# Exercise prompt:
Set down the final part of the listing, which starts at the line containing "pixel 251 154" and runs to the last line, exactly and completely.
______________________________
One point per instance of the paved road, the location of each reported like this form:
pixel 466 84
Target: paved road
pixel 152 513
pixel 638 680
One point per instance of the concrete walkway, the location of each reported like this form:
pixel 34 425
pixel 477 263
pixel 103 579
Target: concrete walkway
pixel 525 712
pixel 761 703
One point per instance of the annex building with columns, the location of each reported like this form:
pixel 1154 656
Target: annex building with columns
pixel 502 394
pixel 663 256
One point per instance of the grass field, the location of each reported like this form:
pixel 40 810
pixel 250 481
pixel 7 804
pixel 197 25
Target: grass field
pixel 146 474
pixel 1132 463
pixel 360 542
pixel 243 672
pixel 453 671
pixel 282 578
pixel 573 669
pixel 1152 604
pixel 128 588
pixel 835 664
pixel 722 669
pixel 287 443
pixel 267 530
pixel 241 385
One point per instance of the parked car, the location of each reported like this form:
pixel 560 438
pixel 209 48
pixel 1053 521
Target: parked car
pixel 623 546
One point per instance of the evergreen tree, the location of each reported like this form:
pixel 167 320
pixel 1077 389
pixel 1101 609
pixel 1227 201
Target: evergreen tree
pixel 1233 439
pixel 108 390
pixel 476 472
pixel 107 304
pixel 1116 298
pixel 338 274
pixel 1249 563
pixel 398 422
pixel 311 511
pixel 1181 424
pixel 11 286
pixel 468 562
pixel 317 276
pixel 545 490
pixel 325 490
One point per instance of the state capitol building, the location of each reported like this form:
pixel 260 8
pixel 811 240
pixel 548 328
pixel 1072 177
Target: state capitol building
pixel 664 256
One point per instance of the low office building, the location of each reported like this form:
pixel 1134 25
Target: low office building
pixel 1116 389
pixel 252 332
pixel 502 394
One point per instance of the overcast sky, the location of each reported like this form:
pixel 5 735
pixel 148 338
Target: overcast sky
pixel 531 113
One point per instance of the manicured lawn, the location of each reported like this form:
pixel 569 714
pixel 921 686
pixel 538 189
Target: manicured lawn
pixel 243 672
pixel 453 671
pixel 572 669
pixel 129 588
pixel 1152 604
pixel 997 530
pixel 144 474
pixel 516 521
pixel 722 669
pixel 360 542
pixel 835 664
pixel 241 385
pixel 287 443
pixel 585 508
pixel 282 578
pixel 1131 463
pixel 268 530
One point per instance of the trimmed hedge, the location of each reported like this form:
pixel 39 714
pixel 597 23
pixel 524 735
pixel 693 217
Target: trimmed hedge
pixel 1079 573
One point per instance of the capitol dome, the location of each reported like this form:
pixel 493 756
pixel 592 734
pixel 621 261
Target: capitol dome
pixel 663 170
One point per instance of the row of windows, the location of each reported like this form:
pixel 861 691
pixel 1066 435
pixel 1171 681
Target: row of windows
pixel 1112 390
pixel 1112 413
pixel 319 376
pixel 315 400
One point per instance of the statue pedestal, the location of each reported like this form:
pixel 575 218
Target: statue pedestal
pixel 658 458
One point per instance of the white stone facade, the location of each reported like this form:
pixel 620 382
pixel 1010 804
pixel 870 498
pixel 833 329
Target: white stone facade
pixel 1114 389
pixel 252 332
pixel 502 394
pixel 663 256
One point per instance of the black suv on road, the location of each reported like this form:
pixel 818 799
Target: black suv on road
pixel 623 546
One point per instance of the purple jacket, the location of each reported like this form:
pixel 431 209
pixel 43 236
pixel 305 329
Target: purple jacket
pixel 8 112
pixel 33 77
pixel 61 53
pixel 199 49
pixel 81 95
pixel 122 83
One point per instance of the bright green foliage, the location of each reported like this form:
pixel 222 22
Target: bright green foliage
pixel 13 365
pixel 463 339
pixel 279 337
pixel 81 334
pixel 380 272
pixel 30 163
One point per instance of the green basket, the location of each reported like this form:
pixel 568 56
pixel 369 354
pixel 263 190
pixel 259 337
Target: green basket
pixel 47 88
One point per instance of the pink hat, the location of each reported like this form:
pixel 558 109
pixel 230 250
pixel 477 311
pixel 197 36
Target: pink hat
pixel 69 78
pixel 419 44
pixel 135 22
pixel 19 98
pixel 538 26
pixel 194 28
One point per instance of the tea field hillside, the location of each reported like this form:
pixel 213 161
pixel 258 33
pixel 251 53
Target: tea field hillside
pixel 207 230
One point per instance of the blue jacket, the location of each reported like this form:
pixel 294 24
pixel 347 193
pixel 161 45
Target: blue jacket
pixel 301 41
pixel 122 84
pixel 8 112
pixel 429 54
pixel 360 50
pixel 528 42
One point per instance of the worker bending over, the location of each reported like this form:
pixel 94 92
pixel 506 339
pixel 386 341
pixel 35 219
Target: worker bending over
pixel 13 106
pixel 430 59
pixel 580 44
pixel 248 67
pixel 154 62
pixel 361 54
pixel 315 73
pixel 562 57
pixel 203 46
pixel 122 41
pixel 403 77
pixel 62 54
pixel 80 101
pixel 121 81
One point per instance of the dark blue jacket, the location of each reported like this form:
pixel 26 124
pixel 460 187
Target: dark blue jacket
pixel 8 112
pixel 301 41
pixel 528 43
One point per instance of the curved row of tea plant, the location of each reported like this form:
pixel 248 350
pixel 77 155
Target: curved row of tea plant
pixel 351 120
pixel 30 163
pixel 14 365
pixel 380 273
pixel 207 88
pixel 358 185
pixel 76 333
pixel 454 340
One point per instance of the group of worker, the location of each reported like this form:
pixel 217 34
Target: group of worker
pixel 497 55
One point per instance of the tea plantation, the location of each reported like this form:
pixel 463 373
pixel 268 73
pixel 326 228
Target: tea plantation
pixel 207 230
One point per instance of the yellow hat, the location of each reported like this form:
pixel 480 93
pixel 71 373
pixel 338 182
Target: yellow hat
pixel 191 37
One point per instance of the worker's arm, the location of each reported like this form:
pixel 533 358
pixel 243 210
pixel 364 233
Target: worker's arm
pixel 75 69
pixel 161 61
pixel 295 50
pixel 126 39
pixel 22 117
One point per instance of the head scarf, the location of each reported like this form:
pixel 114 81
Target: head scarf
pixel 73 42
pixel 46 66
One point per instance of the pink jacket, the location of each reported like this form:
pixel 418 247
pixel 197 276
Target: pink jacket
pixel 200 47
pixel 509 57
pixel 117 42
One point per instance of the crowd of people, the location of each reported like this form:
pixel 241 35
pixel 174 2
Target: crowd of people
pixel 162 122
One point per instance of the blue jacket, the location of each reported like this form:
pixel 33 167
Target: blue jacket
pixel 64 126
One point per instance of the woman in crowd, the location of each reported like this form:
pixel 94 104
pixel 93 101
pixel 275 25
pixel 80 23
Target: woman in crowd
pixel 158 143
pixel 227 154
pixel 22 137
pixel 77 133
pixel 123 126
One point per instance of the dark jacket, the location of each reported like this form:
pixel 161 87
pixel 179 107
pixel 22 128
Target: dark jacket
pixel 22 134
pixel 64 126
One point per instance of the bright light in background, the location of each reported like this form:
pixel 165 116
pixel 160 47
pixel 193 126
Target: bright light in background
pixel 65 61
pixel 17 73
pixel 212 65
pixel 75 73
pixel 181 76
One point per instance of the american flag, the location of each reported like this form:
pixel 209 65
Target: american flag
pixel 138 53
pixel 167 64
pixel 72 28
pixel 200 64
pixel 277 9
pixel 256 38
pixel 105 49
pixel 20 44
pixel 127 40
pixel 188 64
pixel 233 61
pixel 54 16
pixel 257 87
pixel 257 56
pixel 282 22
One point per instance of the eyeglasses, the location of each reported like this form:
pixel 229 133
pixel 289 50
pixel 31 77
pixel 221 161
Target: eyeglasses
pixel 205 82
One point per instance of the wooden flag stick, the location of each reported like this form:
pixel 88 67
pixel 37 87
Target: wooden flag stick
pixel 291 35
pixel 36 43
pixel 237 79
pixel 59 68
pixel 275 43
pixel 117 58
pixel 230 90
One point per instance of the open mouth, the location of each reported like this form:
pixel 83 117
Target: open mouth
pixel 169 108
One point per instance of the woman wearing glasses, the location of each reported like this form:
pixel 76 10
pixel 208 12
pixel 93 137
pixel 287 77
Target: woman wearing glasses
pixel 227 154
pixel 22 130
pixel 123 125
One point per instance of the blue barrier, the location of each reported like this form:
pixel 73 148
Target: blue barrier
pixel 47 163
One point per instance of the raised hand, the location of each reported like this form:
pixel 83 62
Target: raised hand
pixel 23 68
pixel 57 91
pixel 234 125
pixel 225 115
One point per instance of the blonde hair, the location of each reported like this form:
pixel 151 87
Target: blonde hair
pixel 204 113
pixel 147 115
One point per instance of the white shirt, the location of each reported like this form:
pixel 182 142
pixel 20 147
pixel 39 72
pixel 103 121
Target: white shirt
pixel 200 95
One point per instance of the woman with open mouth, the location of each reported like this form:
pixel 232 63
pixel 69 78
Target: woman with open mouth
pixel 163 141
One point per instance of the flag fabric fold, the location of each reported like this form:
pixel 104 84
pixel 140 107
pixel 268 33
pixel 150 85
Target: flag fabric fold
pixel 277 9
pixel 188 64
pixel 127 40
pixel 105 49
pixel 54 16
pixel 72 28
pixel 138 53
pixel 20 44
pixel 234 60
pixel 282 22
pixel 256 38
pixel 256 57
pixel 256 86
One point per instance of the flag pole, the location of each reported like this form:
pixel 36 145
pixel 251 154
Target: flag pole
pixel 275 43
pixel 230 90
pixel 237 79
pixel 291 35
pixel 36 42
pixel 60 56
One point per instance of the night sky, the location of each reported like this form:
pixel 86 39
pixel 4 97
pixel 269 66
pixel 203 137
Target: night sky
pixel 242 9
______________________________
# Final answer:
pixel 251 154
Target: flag pole
pixel 275 43
pixel 230 90
pixel 237 79
pixel 291 35
pixel 36 42
pixel 60 56
One point per instance of the night sky, the location of each reported like this form:
pixel 86 39
pixel 4 97
pixel 269 66
pixel 203 137
Target: night sky
pixel 242 9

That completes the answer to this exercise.